> [SET EXERCISE]:
Put every line from the one containing "rear door handle" down to the end of the rows into a JSON list of strings, one string per line, leaving out blank lines.

> [RECORDS PROVIDED]:
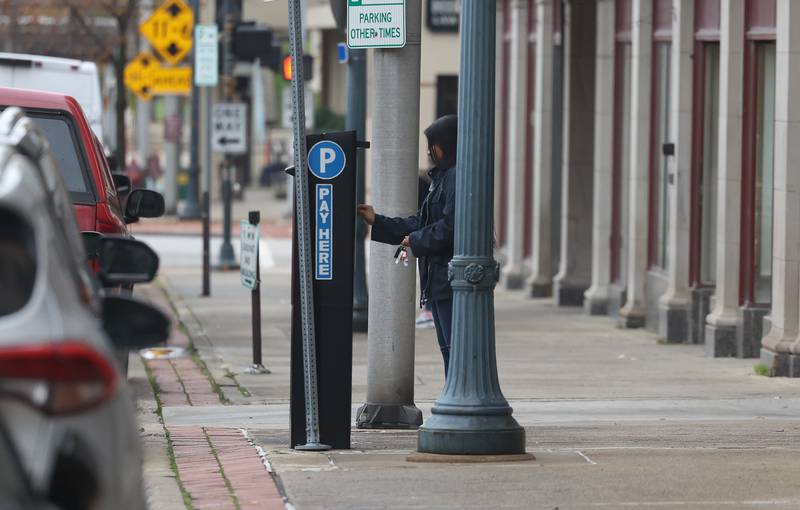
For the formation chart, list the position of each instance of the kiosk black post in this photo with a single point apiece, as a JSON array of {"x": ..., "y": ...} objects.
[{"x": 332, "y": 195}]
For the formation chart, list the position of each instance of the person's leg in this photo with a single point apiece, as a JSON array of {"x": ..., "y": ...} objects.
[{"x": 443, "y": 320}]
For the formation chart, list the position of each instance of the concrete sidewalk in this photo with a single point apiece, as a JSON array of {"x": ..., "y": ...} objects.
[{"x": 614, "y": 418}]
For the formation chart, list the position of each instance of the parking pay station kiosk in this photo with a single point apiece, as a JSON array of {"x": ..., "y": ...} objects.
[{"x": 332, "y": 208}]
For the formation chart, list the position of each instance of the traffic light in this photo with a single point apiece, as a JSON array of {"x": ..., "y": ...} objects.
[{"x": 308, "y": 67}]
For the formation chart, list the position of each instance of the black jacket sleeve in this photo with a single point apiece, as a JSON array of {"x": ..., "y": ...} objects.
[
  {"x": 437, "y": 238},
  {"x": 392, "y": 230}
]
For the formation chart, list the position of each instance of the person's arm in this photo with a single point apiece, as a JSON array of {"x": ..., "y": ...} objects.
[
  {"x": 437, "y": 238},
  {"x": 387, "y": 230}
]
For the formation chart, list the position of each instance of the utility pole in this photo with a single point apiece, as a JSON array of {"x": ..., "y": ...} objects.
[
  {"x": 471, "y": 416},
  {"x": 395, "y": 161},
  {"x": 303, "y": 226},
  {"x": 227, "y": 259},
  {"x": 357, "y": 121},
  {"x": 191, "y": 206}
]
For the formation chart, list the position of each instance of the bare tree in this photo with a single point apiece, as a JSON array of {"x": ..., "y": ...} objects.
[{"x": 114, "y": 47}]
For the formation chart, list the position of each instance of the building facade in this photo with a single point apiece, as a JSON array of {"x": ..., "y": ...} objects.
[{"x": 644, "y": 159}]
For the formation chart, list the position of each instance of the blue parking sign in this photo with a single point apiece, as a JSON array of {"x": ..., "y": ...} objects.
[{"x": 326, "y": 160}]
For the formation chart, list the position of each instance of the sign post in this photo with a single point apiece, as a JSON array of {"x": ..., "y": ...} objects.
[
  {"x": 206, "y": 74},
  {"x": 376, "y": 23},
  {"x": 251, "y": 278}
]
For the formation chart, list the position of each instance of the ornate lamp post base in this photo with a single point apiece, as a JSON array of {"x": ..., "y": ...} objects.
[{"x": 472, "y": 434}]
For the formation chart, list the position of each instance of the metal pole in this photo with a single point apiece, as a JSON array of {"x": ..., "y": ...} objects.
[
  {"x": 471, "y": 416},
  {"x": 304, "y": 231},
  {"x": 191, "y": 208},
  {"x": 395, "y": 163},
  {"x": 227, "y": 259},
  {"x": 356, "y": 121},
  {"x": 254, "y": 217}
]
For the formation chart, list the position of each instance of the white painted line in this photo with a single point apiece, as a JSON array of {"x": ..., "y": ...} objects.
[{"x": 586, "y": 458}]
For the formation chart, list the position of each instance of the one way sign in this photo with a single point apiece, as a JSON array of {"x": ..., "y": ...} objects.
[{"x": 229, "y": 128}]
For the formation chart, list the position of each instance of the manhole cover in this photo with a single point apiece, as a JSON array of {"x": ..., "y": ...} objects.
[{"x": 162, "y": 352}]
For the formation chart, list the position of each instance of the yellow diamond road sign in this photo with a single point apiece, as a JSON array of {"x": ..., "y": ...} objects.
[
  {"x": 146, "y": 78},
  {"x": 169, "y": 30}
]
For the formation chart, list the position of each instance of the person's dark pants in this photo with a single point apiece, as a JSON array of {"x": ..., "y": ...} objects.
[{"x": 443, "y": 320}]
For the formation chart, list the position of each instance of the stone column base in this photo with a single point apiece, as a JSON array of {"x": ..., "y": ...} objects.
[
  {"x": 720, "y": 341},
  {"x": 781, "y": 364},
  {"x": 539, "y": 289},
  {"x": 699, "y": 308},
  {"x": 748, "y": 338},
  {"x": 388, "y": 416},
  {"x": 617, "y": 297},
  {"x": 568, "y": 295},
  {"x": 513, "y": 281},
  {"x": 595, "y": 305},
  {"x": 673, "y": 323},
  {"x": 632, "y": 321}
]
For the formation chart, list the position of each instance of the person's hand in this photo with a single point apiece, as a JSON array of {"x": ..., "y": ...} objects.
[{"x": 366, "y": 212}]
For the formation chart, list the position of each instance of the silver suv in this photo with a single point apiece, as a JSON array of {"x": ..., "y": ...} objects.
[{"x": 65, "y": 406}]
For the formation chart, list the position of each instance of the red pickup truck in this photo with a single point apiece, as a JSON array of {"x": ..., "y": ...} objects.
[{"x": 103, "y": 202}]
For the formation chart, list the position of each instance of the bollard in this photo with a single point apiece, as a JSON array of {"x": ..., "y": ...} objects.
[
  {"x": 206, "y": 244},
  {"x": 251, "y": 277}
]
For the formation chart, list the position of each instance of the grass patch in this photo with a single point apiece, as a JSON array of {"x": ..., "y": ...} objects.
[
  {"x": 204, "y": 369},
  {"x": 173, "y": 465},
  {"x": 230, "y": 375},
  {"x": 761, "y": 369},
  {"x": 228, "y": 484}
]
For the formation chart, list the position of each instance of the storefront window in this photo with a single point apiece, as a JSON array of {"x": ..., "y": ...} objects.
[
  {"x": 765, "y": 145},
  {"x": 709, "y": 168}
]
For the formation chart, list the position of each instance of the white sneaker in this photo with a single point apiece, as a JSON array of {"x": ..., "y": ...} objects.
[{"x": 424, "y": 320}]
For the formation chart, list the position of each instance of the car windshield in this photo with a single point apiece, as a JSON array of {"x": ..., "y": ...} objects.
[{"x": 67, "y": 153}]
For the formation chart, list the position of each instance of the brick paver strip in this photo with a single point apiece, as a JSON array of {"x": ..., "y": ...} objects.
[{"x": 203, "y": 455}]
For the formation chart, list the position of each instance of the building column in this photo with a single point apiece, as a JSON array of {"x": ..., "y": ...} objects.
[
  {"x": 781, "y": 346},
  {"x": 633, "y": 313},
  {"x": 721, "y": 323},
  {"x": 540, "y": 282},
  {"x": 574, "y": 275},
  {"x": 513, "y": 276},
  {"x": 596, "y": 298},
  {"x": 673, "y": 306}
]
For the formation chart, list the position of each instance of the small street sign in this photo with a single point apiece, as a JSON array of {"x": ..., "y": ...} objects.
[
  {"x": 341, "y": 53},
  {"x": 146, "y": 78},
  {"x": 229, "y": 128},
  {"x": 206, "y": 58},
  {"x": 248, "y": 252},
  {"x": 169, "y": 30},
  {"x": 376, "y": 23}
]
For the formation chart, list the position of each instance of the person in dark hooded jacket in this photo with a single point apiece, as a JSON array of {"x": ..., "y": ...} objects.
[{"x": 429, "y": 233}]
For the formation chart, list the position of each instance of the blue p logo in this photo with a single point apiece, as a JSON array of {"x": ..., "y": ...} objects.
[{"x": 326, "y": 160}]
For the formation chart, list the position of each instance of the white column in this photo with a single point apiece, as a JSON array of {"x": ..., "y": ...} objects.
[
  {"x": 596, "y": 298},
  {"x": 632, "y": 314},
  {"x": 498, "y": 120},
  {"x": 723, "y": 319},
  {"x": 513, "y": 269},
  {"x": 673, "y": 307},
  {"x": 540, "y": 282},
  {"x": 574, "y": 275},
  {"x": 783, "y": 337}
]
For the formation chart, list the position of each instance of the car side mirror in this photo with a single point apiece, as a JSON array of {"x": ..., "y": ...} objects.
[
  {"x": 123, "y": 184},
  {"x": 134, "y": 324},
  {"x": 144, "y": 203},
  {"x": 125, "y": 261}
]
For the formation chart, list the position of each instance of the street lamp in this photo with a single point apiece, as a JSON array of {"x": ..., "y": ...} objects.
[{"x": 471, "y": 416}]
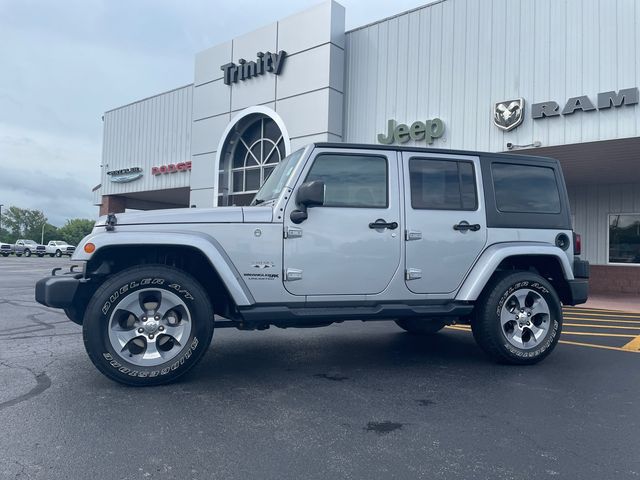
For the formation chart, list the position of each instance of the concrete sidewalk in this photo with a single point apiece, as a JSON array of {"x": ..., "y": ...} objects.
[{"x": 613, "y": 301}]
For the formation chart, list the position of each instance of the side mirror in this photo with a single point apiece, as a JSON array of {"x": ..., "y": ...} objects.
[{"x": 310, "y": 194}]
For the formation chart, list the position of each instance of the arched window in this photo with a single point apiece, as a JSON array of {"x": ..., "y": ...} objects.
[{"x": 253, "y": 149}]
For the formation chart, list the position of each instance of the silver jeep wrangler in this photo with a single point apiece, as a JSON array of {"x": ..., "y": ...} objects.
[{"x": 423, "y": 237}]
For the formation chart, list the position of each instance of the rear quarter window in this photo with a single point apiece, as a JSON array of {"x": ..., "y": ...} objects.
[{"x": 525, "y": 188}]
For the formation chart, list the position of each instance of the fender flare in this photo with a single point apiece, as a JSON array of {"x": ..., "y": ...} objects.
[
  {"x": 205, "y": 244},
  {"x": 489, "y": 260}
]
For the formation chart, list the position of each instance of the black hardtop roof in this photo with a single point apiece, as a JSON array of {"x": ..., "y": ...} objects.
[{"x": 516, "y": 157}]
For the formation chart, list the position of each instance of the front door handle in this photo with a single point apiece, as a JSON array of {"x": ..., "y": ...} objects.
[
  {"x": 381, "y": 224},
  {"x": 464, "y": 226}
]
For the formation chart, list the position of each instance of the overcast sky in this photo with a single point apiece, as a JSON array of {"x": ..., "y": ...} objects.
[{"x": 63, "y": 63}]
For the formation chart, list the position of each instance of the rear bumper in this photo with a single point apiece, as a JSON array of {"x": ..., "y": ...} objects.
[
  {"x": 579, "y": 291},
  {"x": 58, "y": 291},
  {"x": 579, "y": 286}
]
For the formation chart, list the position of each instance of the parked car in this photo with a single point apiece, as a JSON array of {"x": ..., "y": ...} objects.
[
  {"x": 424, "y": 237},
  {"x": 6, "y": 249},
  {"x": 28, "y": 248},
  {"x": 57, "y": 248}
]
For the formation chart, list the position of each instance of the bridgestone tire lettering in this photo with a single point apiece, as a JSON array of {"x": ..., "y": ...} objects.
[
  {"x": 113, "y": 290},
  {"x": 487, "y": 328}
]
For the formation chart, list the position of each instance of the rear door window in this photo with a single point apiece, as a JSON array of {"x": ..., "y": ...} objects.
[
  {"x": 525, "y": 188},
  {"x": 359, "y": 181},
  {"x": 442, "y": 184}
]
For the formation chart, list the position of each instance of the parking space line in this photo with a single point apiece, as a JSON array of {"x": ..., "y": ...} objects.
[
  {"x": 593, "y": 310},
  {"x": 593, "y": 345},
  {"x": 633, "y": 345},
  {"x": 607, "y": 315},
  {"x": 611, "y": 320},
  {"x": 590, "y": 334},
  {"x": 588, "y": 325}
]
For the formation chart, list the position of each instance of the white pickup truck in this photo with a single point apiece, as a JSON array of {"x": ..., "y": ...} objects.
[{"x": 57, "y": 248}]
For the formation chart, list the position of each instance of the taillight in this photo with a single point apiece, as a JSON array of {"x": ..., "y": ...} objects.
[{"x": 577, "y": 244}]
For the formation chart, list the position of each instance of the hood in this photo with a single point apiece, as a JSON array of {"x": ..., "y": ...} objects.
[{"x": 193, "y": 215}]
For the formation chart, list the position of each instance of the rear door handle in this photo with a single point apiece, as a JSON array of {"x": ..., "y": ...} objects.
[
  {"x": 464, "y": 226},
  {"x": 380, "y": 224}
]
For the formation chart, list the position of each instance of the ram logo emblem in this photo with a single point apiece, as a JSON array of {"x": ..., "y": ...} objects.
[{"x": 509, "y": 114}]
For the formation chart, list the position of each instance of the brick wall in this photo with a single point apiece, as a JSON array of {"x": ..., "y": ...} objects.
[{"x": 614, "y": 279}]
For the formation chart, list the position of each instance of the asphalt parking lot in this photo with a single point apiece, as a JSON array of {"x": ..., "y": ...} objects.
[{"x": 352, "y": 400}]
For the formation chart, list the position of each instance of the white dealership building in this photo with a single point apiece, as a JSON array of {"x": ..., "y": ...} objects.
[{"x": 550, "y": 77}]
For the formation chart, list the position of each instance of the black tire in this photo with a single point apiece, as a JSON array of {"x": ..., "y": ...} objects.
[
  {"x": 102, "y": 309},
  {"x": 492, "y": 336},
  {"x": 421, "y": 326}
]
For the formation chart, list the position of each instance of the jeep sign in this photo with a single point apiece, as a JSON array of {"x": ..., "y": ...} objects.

> [WORKED ANSWER]:
[
  "For the formation chart, list the position of each instance of the rear door handle in this photo with a single point apiece, as a JSON array of {\"x\": ..., \"y\": ...} objects.",
  "[",
  "  {\"x\": 464, \"y\": 226},",
  "  {\"x\": 380, \"y\": 224}",
  "]",
  "For the formation chart, list the position of each instance of the ram logo emblem in this photo with a single point apiece, as a JSON array of {\"x\": ..., \"y\": ...} objects.",
  "[{\"x\": 509, \"y\": 114}]",
  "For the formation chart, list the position of each instance of the brick wall in this photo with a single point apiece, as a JSON array of {\"x\": ..., \"y\": ...} objects.",
  "[{\"x\": 614, \"y\": 279}]",
  "For the formation chart, list the position of each instance of the asphalt parking lot in this photo with a single point apiece, as a JSON array of {\"x\": ..., \"y\": ...} objects.",
  "[{\"x\": 352, \"y\": 400}]",
  "For the formation chart, list the position of each instance of the white dealership building in this photo with a single point apiece, as a JSON array of {\"x\": ..., \"y\": ...} objects.",
  "[{\"x\": 550, \"y\": 77}]",
  "For the formation chart, list the position of each instance of the black tire in this photo with a single point apiece, as a JSON array of {\"x\": ..., \"y\": ...} objects.",
  "[",
  "  {\"x\": 102, \"y\": 309},",
  "  {\"x\": 492, \"y\": 336},",
  "  {\"x\": 421, \"y\": 326}",
  "]",
  "For the formation chart, list the position of each instance of the jeep sign in this photo with a single point apiece, as a JSON array of {\"x\": ..., \"y\": ...} objects."
]